*Exercise directions*
Write out, as an exact transcription, the line that has "the blue and" and each line after it through the end of the data below.

---------- Input material

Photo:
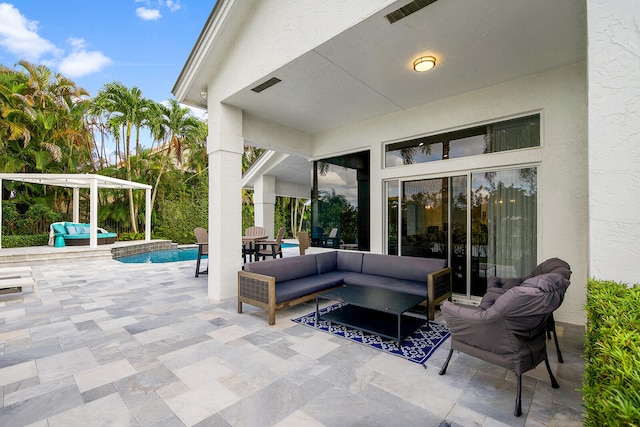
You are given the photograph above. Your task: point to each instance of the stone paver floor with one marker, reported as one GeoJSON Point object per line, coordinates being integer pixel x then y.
{"type": "Point", "coordinates": [140, 345]}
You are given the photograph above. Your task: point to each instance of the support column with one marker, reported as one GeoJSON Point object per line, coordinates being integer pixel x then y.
{"type": "Point", "coordinates": [76, 204]}
{"type": "Point", "coordinates": [93, 213]}
{"type": "Point", "coordinates": [264, 202]}
{"type": "Point", "coordinates": [225, 146]}
{"type": "Point", "coordinates": [147, 215]}
{"type": "Point", "coordinates": [613, 60]}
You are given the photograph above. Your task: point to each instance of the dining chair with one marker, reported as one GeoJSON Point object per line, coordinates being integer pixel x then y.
{"type": "Point", "coordinates": [202, 239]}
{"type": "Point", "coordinates": [272, 248]}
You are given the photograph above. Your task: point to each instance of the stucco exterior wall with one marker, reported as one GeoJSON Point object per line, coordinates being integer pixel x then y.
{"type": "Point", "coordinates": [560, 96]}
{"type": "Point", "coordinates": [614, 139]}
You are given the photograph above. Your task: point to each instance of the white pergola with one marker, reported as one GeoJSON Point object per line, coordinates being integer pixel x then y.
{"type": "Point", "coordinates": [77, 181]}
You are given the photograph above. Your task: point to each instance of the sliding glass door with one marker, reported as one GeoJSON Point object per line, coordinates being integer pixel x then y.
{"type": "Point", "coordinates": [483, 223]}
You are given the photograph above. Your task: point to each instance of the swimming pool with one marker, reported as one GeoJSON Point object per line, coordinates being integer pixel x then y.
{"type": "Point", "coordinates": [172, 255]}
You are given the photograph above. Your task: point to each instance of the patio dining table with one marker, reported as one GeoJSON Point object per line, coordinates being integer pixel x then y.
{"type": "Point", "coordinates": [251, 242]}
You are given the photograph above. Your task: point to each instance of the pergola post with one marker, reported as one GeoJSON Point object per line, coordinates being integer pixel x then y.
{"type": "Point", "coordinates": [1, 212]}
{"type": "Point", "coordinates": [93, 213]}
{"type": "Point", "coordinates": [147, 215]}
{"type": "Point", "coordinates": [76, 204]}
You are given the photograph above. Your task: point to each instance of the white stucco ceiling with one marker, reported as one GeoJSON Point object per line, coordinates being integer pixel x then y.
{"type": "Point", "coordinates": [366, 71]}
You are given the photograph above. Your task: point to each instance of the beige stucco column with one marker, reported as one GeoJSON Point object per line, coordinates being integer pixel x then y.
{"type": "Point", "coordinates": [264, 201]}
{"type": "Point", "coordinates": [614, 136]}
{"type": "Point", "coordinates": [224, 146]}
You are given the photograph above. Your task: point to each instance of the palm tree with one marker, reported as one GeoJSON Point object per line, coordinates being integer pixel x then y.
{"type": "Point", "coordinates": [178, 130]}
{"type": "Point", "coordinates": [127, 109]}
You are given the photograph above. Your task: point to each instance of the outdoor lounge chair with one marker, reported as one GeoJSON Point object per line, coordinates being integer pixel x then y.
{"type": "Point", "coordinates": [497, 286]}
{"type": "Point", "coordinates": [202, 239]}
{"type": "Point", "coordinates": [510, 331]}
{"type": "Point", "coordinates": [265, 248]}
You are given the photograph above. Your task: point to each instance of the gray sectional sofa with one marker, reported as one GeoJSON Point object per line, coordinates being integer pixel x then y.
{"type": "Point", "coordinates": [280, 283]}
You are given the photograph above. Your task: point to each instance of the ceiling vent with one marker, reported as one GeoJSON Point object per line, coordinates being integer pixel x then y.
{"type": "Point", "coordinates": [408, 9]}
{"type": "Point", "coordinates": [266, 85]}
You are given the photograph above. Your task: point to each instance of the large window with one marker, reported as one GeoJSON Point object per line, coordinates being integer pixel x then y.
{"type": "Point", "coordinates": [483, 223]}
{"type": "Point", "coordinates": [507, 135]}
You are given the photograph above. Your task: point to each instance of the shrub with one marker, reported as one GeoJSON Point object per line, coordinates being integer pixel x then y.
{"type": "Point", "coordinates": [20, 241]}
{"type": "Point", "coordinates": [611, 384]}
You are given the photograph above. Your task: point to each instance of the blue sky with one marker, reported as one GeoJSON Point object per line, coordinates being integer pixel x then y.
{"type": "Point", "coordinates": [141, 43]}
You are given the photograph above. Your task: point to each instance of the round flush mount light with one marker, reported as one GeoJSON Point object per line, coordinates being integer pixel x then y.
{"type": "Point", "coordinates": [424, 63]}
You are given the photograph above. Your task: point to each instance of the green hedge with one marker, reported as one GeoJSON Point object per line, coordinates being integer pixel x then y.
{"type": "Point", "coordinates": [611, 384]}
{"type": "Point", "coordinates": [18, 241]}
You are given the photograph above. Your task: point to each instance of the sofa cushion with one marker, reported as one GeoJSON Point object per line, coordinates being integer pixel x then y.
{"type": "Point", "coordinates": [413, 287]}
{"type": "Point", "coordinates": [326, 262]}
{"type": "Point", "coordinates": [284, 269]}
{"type": "Point", "coordinates": [296, 288]}
{"type": "Point", "coordinates": [59, 228]}
{"type": "Point", "coordinates": [349, 261]}
{"type": "Point", "coordinates": [552, 265]}
{"type": "Point", "coordinates": [401, 267]}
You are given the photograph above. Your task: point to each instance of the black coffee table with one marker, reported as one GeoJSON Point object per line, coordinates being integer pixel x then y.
{"type": "Point", "coordinates": [370, 309]}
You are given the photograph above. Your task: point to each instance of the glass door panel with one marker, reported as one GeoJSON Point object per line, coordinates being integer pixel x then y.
{"type": "Point", "coordinates": [459, 239]}
{"type": "Point", "coordinates": [425, 218]}
{"type": "Point", "coordinates": [503, 225]}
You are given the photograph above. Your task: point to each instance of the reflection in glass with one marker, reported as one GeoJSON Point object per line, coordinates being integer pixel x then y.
{"type": "Point", "coordinates": [507, 135]}
{"type": "Point", "coordinates": [503, 225]}
{"type": "Point", "coordinates": [392, 217]}
{"type": "Point", "coordinates": [425, 211]}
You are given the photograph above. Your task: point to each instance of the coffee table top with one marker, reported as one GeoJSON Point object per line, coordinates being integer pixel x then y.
{"type": "Point", "coordinates": [379, 299]}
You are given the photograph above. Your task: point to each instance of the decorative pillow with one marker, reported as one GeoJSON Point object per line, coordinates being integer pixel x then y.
{"type": "Point", "coordinates": [59, 228]}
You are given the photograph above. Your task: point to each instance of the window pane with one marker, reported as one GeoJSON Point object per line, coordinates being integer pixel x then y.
{"type": "Point", "coordinates": [507, 135]}
{"type": "Point", "coordinates": [504, 225]}
{"type": "Point", "coordinates": [425, 211]}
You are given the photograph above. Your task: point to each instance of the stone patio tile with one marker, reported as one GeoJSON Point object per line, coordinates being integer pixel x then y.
{"type": "Point", "coordinates": [104, 374]}
{"type": "Point", "coordinates": [18, 372]}
{"type": "Point", "coordinates": [107, 411]}
{"type": "Point", "coordinates": [55, 367]}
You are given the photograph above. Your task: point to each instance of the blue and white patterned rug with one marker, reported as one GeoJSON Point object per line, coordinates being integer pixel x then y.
{"type": "Point", "coordinates": [416, 347]}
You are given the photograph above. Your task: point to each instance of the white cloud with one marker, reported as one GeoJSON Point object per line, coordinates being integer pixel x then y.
{"type": "Point", "coordinates": [81, 62]}
{"type": "Point", "coordinates": [19, 35]}
{"type": "Point", "coordinates": [173, 5]}
{"type": "Point", "coordinates": [148, 14]}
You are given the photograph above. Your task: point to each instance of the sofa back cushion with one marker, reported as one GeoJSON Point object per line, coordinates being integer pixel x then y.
{"type": "Point", "coordinates": [327, 262]}
{"type": "Point", "coordinates": [349, 261]}
{"type": "Point", "coordinates": [284, 269]}
{"type": "Point", "coordinates": [59, 228]}
{"type": "Point", "coordinates": [401, 267]}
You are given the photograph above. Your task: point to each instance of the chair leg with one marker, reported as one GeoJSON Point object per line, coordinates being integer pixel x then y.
{"type": "Point", "coordinates": [554, 383]}
{"type": "Point", "coordinates": [555, 341]}
{"type": "Point", "coordinates": [443, 370]}
{"type": "Point", "coordinates": [518, 411]}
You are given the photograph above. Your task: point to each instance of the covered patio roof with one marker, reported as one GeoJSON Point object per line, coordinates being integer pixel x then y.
{"type": "Point", "coordinates": [76, 181]}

--------------------

*Result of the task*
You are given the photograph above. Your task: point to each instance of the blue and white patterned rug with one marker, reported as one GeoJSON Point object per line, coordinates being integer pixel x then y.
{"type": "Point", "coordinates": [416, 347]}
You are given the photograph above. Your task: point to each instance of the white cloud with one marker, reported as one GeoJSON Point object per line, coordinates being integer pixel x then y.
{"type": "Point", "coordinates": [81, 62]}
{"type": "Point", "coordinates": [19, 35]}
{"type": "Point", "coordinates": [173, 5]}
{"type": "Point", "coordinates": [148, 14]}
You are given the photograph above. Your task: point to each instance of the sofa back cushion with one marker, reported as one GeoJSON Point object per line, coordinates being integer pixel x then y.
{"type": "Point", "coordinates": [327, 262]}
{"type": "Point", "coordinates": [349, 261]}
{"type": "Point", "coordinates": [284, 269]}
{"type": "Point", "coordinates": [59, 228]}
{"type": "Point", "coordinates": [401, 267]}
You are given the photograph above. Your task: point to each instance of the chair leg with one marker, reported as one GeoJSON Point object per line, coordinates being integer pixel x then y.
{"type": "Point", "coordinates": [554, 383]}
{"type": "Point", "coordinates": [555, 341]}
{"type": "Point", "coordinates": [443, 370]}
{"type": "Point", "coordinates": [518, 411]}
You are given the photograph above. Your task: point to each instance of the covered patio roof with one marker, reported as one GeoJSON Point object per line, coordinates being integer pixel x then y.
{"type": "Point", "coordinates": [76, 181]}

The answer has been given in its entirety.